** BEGIN Records to process **
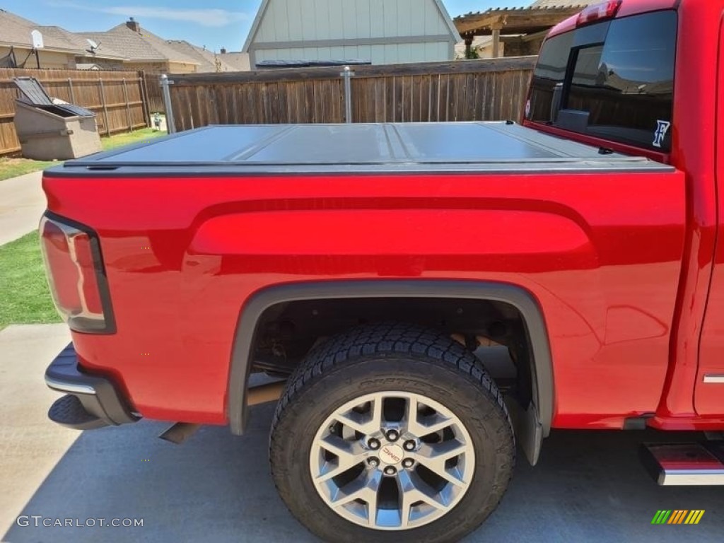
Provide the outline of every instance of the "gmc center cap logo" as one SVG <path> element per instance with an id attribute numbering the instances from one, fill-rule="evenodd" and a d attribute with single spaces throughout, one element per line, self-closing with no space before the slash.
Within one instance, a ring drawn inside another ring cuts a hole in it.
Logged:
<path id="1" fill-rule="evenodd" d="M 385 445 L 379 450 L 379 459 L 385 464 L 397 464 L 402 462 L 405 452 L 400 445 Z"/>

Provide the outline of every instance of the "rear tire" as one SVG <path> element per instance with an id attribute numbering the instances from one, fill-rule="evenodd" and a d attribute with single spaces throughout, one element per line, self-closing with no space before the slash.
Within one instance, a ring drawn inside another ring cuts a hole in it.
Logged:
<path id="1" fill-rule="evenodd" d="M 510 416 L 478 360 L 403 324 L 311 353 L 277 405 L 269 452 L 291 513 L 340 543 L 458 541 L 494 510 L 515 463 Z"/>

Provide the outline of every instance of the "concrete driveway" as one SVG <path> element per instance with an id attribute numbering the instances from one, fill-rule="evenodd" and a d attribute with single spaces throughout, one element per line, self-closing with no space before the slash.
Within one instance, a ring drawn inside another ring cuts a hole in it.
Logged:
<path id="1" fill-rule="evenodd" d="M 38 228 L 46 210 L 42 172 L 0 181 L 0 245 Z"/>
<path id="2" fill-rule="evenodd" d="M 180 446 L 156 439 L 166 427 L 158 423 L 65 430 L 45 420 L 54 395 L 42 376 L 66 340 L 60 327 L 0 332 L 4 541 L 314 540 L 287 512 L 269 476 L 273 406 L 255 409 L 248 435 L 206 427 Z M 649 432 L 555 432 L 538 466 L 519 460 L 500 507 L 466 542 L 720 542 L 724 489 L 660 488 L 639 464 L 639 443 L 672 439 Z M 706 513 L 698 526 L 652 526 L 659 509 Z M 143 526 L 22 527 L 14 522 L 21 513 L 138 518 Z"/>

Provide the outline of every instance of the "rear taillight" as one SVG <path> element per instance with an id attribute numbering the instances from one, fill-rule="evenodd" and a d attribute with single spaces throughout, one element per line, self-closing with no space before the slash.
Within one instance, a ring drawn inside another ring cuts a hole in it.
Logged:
** END Records to process **
** BEGIN Records to process **
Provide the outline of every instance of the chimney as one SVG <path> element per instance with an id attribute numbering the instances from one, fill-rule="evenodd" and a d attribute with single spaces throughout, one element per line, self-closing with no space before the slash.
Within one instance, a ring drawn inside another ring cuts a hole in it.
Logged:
** END Records to process **
** BEGIN Records to process **
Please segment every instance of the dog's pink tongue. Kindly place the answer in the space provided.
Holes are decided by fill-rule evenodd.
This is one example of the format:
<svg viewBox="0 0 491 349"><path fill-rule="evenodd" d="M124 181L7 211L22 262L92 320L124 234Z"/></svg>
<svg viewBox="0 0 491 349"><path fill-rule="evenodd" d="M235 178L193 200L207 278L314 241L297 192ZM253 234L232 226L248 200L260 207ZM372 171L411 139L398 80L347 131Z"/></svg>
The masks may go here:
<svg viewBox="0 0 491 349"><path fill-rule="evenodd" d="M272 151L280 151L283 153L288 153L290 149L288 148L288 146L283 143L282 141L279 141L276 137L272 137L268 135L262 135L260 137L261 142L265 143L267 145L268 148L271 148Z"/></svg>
** END Records to process **
**Work to complete**
Copy everything from the line containing "Please segment every" down to the line containing "181L7 211L22 262L92", both of those lines included, without changing a character.

**Output of the exercise**
Please segment every instance of the dog's pink tongue. Kindly place the answer in the space provided.
Holes are decided by fill-rule evenodd.
This is one example of the format:
<svg viewBox="0 0 491 349"><path fill-rule="evenodd" d="M124 181L7 211L22 262L92 320L124 234Z"/></svg>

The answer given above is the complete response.